* _Data to process_:
.....

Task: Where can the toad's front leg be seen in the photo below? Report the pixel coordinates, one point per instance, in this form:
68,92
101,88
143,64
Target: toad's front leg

.....

Taking the listing above, write all of it out exactly.

* _Result for this exercise_:
Task: Where can the toad's front leg be seen in the photo below? Report the pixel coordinates, one point per instance, in this form:
68,92
101,88
143,64
Target: toad's front leg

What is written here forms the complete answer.